Task goal: Please pick up the email thread below about the MHI controller power-up failure and continue it from where it stops.

Quoted text:
'''

Re:Re: failed to power up MHI controller issue

Linux MHI Development
 help / color / mirror / Atom feed

From: "Slark Xiao" <slark_xiao@163.com>
To: "Manivannan Sadhasivam" <mani@kernel.org>
Cc: "Qiang Yu" <quic_qianyu@quicinc.com>, mhi@lists.linux.dev
Subject: Re:Re: failed to power up MHI controller issue
Date: Tue, 16 Apr 2024 11:56:24 +0800 (CST)	[thread overview]
Message-ID: <61e13e10.612a.18ee50c7dca.Coremail.slark_xiao@163.com> (raw)
In-Reply-To: <20240415103316.GE7537@thinkpad>


Hi Mani, QiangYu,
Just confirmed it with attached modification, and issue was gone.
So you can help update it into kernel side. And I will follow this
reference debug experience for other potential platform.
Thank you guys a lot!

At 2024-04-15 18:33:16, "Manivannan Sadhasivam" <mani@kernel.org> wrote:
>On Mon, Apr 15, 2024 at 02:09:35PM +0800, Qiang Yu wrote:
>> 
>> On 4/13/2024 5:10 PM, Slark Xiao wrote:
>> > Hi QiangYu, Mani,
>> > My case has a bit difference with yours.
>> > In my local case, device can't be recovered except a reboot(mainly a cold
>> > reboot). Workaround remove and rescan can't solve it.
>> > Also, this issue could be occured in some platform in the first bootup.
>> > May I know if this issue related with the power sequence of host or
>> > pin settings of the connector?
>> Hi Slark
>> 
>> I don't think it's a mhi host driver issue. From the log you shared, there
>> is a
>> PERST deassertion followed by a PERST assertion closely, leading to device
>> run
>> out of order.
>> 
>> // Here, suppose reboot is triggered on host, so mhi_pci_shutdown is invoked
>> 91.474100278 [0x0 mhi_sm_pcie_event_manager] Handling
>> EP_PCIE_PM_D3_HOT_EVENT
>> event, current states: READY and D0_STATE
>> 
>> 91.747734185 ep_pcie_handle_perst_irq: PCIe V1711211: No. 1 PERST assertion
>> 91.747784342 [0x0 mhi_dev_sm_pcie_handler] received:
>> EP_PCIE_PM_D3_COLD_EVENT
>> 91.748044394 [0x0 mhi_sm_pcie_event_manager] Handling
>> EP_PCIE_PM_D3_COLD_EVENT
>> event, current states: READY and D3_HOT_STATE
>> 
>> //Host should power up, so it deassert perst prepare to do link train.

'''

Dataset rows:

'''

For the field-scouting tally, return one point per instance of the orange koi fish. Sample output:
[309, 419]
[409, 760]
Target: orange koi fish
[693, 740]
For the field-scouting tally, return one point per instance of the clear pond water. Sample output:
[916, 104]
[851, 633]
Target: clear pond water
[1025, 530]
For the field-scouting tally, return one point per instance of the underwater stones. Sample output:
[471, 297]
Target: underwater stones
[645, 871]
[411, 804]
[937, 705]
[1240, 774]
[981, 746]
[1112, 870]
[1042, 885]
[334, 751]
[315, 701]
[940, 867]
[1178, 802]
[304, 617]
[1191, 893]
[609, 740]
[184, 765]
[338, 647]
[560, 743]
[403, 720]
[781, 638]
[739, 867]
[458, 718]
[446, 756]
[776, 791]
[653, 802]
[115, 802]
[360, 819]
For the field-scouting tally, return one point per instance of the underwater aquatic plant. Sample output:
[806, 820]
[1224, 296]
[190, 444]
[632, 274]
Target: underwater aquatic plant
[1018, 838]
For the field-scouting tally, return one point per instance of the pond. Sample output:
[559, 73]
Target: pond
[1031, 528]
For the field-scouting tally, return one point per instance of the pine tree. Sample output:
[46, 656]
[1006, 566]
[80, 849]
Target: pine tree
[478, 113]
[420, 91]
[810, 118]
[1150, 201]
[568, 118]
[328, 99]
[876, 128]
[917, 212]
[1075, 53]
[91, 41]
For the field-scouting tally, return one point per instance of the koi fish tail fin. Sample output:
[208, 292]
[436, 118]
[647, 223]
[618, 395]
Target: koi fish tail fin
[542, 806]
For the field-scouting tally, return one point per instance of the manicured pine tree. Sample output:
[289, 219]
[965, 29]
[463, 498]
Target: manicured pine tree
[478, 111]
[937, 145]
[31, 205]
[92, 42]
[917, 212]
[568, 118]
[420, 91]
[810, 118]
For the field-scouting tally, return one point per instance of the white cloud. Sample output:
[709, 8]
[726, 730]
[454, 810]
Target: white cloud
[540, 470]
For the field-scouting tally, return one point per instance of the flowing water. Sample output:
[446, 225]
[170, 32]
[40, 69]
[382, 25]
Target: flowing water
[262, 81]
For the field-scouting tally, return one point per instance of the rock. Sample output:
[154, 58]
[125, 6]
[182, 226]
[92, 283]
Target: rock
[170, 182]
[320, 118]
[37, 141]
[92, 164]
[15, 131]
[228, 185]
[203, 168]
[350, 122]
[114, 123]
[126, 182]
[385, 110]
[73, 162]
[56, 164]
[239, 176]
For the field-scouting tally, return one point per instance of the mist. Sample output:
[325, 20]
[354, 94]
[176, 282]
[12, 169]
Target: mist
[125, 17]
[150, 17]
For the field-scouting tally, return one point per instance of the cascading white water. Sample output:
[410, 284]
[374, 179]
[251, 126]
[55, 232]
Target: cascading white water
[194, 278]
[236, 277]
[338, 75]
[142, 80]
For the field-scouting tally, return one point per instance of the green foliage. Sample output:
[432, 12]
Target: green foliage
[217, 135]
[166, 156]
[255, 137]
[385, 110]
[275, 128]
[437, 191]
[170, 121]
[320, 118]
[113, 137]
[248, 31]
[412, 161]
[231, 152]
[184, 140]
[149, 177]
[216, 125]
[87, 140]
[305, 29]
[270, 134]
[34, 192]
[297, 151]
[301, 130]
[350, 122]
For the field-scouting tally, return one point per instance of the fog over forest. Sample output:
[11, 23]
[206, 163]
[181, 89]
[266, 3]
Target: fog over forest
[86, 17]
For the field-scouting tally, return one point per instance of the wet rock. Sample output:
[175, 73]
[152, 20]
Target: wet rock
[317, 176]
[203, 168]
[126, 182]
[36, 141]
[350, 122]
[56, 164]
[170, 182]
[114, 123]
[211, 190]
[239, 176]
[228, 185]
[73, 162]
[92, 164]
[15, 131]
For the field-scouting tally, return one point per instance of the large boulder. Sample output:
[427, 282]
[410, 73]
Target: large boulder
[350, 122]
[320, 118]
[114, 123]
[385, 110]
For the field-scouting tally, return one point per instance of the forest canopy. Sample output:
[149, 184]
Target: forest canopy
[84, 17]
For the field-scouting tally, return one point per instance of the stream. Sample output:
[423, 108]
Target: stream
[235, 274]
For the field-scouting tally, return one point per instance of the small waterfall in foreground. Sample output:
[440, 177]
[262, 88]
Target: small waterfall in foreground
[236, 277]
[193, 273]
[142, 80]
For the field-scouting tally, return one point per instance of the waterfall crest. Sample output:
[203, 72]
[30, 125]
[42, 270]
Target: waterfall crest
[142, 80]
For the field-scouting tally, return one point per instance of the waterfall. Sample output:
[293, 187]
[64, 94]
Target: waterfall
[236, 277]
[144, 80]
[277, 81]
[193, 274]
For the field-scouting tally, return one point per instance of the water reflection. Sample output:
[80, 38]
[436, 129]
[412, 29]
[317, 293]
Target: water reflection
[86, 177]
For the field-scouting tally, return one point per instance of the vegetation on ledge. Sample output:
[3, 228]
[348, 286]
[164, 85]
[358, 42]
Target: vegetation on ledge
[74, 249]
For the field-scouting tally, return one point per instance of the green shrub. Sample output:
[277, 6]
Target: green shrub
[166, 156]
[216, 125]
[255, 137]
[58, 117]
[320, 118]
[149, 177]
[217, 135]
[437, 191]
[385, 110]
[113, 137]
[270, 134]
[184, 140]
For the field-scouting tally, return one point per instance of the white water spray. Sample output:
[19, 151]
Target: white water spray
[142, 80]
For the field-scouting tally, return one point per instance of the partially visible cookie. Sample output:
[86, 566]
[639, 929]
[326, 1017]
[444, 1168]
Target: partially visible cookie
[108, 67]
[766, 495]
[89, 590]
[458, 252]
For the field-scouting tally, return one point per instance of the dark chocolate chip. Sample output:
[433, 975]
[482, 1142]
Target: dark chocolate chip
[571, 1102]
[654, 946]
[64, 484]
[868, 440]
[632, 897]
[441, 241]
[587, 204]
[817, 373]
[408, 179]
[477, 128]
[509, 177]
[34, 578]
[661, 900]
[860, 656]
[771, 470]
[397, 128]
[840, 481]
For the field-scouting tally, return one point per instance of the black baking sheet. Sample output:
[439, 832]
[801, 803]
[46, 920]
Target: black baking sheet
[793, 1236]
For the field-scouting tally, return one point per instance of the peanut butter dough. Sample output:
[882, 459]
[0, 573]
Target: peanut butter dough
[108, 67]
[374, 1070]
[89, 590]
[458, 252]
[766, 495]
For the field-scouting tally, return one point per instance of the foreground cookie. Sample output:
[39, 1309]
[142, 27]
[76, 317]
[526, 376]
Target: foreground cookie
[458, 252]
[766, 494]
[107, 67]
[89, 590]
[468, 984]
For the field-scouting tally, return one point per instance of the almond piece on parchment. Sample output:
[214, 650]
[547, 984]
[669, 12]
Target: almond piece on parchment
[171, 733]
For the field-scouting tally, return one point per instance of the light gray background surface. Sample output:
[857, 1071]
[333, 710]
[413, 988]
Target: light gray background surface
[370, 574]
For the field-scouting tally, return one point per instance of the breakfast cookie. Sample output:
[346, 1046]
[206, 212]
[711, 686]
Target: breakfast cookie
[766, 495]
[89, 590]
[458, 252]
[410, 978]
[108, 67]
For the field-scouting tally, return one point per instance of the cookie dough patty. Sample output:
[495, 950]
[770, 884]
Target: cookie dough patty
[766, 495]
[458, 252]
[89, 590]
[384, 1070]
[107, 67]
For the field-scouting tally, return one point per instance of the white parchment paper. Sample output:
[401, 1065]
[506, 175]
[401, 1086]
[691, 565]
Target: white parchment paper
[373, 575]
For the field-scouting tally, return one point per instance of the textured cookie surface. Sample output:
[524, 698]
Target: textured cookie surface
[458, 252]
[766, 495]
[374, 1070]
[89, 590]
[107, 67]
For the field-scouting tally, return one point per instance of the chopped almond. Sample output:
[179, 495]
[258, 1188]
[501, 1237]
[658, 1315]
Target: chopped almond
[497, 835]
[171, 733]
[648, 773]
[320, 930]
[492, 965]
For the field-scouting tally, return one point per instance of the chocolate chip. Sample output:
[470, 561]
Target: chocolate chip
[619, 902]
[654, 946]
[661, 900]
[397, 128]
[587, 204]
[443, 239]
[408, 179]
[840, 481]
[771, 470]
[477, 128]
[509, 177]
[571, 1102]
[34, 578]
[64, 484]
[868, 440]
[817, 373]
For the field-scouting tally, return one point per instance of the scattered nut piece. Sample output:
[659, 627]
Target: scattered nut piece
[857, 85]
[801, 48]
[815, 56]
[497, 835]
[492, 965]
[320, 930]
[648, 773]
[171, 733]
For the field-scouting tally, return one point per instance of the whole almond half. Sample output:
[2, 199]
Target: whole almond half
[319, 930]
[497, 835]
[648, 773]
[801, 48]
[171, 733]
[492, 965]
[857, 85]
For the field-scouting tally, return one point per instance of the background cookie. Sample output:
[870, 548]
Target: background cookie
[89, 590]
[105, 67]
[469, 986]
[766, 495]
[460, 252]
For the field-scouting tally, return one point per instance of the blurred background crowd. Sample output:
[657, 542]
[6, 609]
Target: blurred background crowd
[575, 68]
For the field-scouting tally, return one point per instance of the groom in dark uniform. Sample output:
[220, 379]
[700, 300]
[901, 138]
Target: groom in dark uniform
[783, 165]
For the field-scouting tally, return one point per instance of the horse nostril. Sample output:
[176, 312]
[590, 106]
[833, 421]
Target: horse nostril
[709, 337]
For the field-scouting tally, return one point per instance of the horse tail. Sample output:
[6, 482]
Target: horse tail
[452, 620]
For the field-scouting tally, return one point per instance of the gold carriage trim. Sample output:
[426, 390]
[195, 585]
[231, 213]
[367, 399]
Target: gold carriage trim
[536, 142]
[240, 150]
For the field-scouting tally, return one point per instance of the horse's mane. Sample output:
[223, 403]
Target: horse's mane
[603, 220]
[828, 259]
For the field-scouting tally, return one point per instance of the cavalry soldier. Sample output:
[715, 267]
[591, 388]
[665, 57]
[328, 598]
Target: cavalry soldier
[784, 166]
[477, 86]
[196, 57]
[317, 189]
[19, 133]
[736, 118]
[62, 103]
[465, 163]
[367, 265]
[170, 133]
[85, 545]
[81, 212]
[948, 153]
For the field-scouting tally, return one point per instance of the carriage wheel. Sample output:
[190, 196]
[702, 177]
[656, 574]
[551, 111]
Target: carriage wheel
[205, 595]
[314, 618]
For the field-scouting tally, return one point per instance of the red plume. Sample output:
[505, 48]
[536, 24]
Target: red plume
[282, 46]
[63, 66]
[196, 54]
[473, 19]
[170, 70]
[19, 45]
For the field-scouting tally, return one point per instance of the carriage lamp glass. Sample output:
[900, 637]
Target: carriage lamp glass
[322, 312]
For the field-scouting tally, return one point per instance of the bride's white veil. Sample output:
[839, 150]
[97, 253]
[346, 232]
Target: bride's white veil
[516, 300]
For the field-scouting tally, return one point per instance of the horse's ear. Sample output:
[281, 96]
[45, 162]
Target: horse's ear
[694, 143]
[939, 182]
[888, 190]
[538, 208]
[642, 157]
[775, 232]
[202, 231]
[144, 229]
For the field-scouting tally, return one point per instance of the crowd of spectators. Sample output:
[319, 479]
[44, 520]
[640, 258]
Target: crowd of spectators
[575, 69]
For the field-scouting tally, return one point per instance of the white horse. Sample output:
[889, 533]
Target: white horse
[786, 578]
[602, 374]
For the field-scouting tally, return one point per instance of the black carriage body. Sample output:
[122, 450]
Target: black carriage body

'''

Exercise result:
>> 92.475207677 ep_pcie_handle_perst_irq: PCIe V1711211: No. 1 PERST
>> deassertion
>> 92.475269968 ep_pcie_notify_event: PCIe V1711211: Callback client for event
>> 8
>> 92.475317729 ep_pcie_core_enable_endpoint: PCIe V1711211: options input are
>> 0x2
>> 92.475321427 ep_pcie_vreg_init: PCIe V1711211
>> 92.475323823 ep_pcie_vreg_init: PCIe V1711211: Vreg vreg-1p8 is being
>> enabled
>> 
>> //Process of perst deassert has not completed, but deassert happen, which is
>> not expected
>> 92.475366010 ep_pcie_handle_perst_irq: PCIe V1711211: No. 2 PERST assertion
>
>Ok. I think I know what is going on. It is related to how PERST# is handled in
>the host.
>
>Rockpro64 SoC defines the PERST# GPIO as below in
>arch/arm64/boot/dts/rockchip/rk3399-rockpro64.dtsi:
>
>        ep-gpios = <&gpio2 RK_PD4 GPIO_ACTIVE_HIGH>;
>
>Here, the PERST# GPIO is configured as ACTIVE_HIGH. So whatever the value driver
>sets as the logical output for the GPIO, it will be reflected as it is on the
>physical line.
>
>In the drivers/pci/controller/pcie-rockchip-host.c driver:
>
>	gpiod_set_value_cansleep(rockchip->ep_gpio, 0); # PERST# assert
>	gpiod_set_value_cansleep(rockchip->ep_gpio, 1); # PERST# deassert
>
>So when driver asserts the PERST# GPIO, the physical line will output "low"
>corresponding to the driver logical value "0". And vice versa for the deassert.
>
>When host reboot happens, the driver is not doing anything specific for PERST#.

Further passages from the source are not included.